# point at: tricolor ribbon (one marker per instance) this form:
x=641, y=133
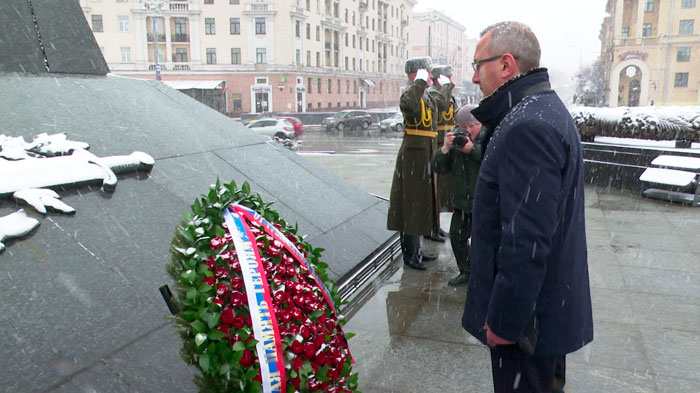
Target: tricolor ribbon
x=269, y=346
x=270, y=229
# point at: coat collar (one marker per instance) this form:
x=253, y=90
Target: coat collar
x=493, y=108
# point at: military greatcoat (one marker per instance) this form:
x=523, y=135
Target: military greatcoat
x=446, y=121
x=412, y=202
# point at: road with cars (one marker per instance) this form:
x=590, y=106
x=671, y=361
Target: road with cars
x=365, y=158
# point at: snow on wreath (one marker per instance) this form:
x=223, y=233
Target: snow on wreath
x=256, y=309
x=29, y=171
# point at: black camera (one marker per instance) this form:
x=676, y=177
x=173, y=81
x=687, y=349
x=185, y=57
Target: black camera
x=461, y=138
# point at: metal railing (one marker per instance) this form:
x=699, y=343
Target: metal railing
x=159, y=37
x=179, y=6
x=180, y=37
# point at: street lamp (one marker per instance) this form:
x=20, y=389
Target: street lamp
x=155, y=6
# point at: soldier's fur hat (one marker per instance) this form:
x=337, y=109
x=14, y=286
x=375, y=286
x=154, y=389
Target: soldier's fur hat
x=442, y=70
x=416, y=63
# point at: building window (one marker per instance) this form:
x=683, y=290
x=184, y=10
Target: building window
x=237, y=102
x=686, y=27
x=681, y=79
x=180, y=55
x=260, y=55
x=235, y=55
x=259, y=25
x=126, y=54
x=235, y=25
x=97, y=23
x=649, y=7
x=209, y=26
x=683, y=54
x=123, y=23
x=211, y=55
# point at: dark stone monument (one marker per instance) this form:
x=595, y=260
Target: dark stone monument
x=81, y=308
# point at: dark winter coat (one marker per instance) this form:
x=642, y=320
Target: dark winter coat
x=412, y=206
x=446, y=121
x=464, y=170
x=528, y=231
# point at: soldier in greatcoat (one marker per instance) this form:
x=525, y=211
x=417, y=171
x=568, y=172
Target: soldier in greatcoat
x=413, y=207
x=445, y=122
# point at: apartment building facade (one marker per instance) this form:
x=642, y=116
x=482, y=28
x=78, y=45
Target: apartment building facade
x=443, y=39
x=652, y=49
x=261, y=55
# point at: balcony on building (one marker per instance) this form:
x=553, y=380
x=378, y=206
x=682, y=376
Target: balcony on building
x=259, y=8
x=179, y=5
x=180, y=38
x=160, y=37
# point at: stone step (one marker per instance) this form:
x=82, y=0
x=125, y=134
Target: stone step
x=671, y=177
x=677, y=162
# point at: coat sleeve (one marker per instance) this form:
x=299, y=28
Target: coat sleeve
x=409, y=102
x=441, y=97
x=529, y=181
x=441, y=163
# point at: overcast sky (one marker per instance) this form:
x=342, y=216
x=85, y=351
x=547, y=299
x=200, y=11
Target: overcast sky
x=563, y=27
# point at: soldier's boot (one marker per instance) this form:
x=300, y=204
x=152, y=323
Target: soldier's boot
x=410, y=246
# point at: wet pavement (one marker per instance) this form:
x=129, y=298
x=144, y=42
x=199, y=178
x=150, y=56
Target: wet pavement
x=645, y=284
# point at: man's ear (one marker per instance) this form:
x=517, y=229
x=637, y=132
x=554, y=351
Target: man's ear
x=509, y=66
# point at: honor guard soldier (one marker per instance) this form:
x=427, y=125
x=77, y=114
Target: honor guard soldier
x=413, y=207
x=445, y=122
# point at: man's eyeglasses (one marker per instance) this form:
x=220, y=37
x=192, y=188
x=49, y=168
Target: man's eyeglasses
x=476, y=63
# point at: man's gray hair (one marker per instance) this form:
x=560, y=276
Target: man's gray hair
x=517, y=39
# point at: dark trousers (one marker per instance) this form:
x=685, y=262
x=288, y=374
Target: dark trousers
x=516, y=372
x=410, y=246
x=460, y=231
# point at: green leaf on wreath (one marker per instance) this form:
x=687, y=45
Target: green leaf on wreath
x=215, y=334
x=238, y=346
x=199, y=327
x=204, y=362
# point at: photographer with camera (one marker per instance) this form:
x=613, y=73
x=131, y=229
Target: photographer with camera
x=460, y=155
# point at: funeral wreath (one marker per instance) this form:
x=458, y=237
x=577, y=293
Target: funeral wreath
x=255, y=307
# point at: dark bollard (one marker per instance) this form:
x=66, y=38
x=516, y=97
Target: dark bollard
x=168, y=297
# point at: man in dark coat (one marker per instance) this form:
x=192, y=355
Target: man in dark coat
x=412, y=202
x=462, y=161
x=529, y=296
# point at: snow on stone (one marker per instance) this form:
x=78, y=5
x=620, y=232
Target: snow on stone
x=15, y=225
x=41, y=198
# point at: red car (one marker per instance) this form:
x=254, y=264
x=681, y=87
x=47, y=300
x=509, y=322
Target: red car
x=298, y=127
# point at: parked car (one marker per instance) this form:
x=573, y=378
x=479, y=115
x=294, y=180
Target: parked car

- [Aim of the exercise]
Could you give every line of the records above as a numbered list, skipping blank lines and leaving the pictures out?

- [Answer to this problem]
1. # point at: tricolor ribbon (one marker per instance) this form:
2. x=641, y=133
3. Target: tricolor ribbon
4. x=269, y=346
5. x=270, y=229
6. # point at: coat collar (one marker per instance) this form:
7. x=253, y=90
8. Target: coat collar
9. x=493, y=108
10. # point at: military greatcoat (one marker per instance) this form:
11. x=523, y=135
12. Target: military greatcoat
13. x=446, y=121
14. x=412, y=202
15. # point at: road with cars (one marker per instance) this form:
16. x=590, y=106
17. x=671, y=361
18. Target: road with cars
19. x=365, y=158
20. # point at: snow on wreath (one marker per instance) this form:
21. x=223, y=233
22. Target: snow on wreath
23. x=256, y=309
24. x=29, y=171
25. # point at: black camera (one marker per instance) this form:
26. x=676, y=177
27. x=173, y=81
28. x=687, y=349
29. x=185, y=57
30. Target: black camera
31. x=461, y=138
32. # point at: metal railing (one marker per instance) this form:
33. x=699, y=343
34. Target: metal railing
35. x=159, y=37
36. x=179, y=6
37. x=180, y=37
38. # point at: street lamp (one marker per instance) this form:
39. x=20, y=389
40. Target: street lamp
41. x=155, y=6
42. # point at: soldier's fur hat (one marker per instance) this form:
43. x=337, y=109
44. x=14, y=286
45. x=375, y=286
46. x=154, y=389
47. Target: soldier's fur hat
48. x=442, y=70
49. x=416, y=63
50. # point at: building window (one marker per instance) this form:
51. x=683, y=290
52. x=184, y=10
53. Target: building window
54. x=237, y=102
55. x=686, y=27
56. x=681, y=79
57. x=180, y=55
58. x=260, y=55
59. x=235, y=55
60. x=259, y=25
61. x=126, y=54
62. x=235, y=25
63. x=97, y=23
64. x=649, y=7
65. x=209, y=26
66. x=683, y=54
67. x=123, y=23
68. x=211, y=55
69. # point at: dark stone monument (one marker per instance) this form:
70. x=595, y=260
71. Target: dark stone monument
72. x=81, y=308
73. # point at: dark winter coat (one marker per instance) this form:
74. x=642, y=320
75. Target: dark winter coat
76. x=412, y=206
77. x=446, y=121
78. x=464, y=170
79. x=528, y=231
80. # point at: soldier in greatcoat (one marker per instance) this form:
81. x=525, y=211
82. x=417, y=171
83. x=568, y=172
84. Target: soldier in greatcoat
85. x=413, y=207
86. x=445, y=122
87. # point at: apartment building facade (one marker per instance) this form:
88. x=642, y=116
89. x=482, y=28
90. x=78, y=45
91. Target: apartment building facade
92. x=443, y=39
93. x=652, y=49
94. x=261, y=55
95. # point at: balcony on building (one marker per instance) this form:
96. x=553, y=380
97. x=378, y=206
98. x=682, y=376
99. Target: balcony on building
100. x=259, y=8
101. x=179, y=5
102. x=180, y=38
103. x=160, y=37
104. # point at: stone step (one marker per instance) this form:
105. x=82, y=0
106. x=125, y=134
107. Target: stone step
108. x=671, y=177
109. x=677, y=162
110. # point at: coat sleeve (one marker per instance) this form:
111. x=299, y=28
112. Target: coat sleeve
113. x=409, y=102
114. x=441, y=97
115. x=529, y=181
116. x=441, y=163
117. # point at: overcast sky (one marker per instance) this form:
118. x=342, y=216
119. x=85, y=351
120. x=547, y=299
121. x=200, y=11
122. Target: overcast sky
123. x=563, y=27
124. # point at: soldier's boot (one marker per instance) this form:
125. x=300, y=204
126. x=152, y=323
127. Target: soldier's boot
128. x=410, y=246
129. # point at: wet pavement (one marker per instance) this form:
130. x=129, y=298
131. x=144, y=42
132. x=199, y=178
133. x=150, y=56
134. Target: wet pavement
135. x=645, y=284
136. # point at: man's ear (one marker per instance) this form:
137. x=517, y=229
138. x=637, y=132
139. x=554, y=351
140. Target: man's ear
141. x=509, y=66
142. # point at: honor guard soldier (one marker per instance) this form:
143. x=427, y=125
144. x=77, y=114
145. Target: honor guard soldier
146. x=413, y=207
147. x=445, y=122
148. # point at: man's eyeglasses (one marker per instance) this form:
149. x=220, y=37
150. x=192, y=188
151. x=49, y=168
152. Target: man's eyeglasses
153. x=476, y=63
154. # point at: man's gray hair (one marker per instance) this form:
155. x=560, y=276
156. Target: man's gray hair
157. x=517, y=39
158. # point at: dark trousers (one marker per instance) this form:
159. x=685, y=262
160. x=288, y=374
161. Target: dark trousers
162. x=516, y=372
163. x=410, y=246
164. x=460, y=231
165. # point at: green leaf on wreath (one marker per instance) this form:
166. x=687, y=45
167. Target: green leaf on wreath
168. x=215, y=334
169. x=238, y=346
170. x=199, y=327
171. x=204, y=362
172. # point at: photographer with camera (one marker per instance) this form:
173. x=613, y=73
174. x=131, y=229
175. Target: photographer with camera
176. x=460, y=155
177. # point at: funeral wreath (one marker per instance) this form:
178. x=458, y=237
179. x=577, y=293
180. Target: funeral wreath
181. x=255, y=307
182. # point at: dark bollard (one marker per instance) this form:
183. x=66, y=38
184. x=516, y=97
185. Target: dark bollard
186. x=168, y=297
187. # point at: man in dark coat (one marker per instance) this form:
188. x=192, y=355
189. Target: man in dark coat
190. x=412, y=202
191. x=462, y=161
192. x=529, y=296
193. # point at: snow on stone (one marker per instance) this form:
194. x=78, y=5
195. x=620, y=232
196. Target: snow on stone
197. x=15, y=225
198. x=41, y=198
199. # point at: red car (one marker per instance) this form:
200. x=254, y=264
201. x=681, y=87
202. x=47, y=300
203. x=509, y=322
204. Target: red car
205. x=298, y=127
206. # point at: parked car (one marker per instance) this form:
207. x=573, y=378
208. x=479, y=115
209. x=294, y=180
210. Target: parked car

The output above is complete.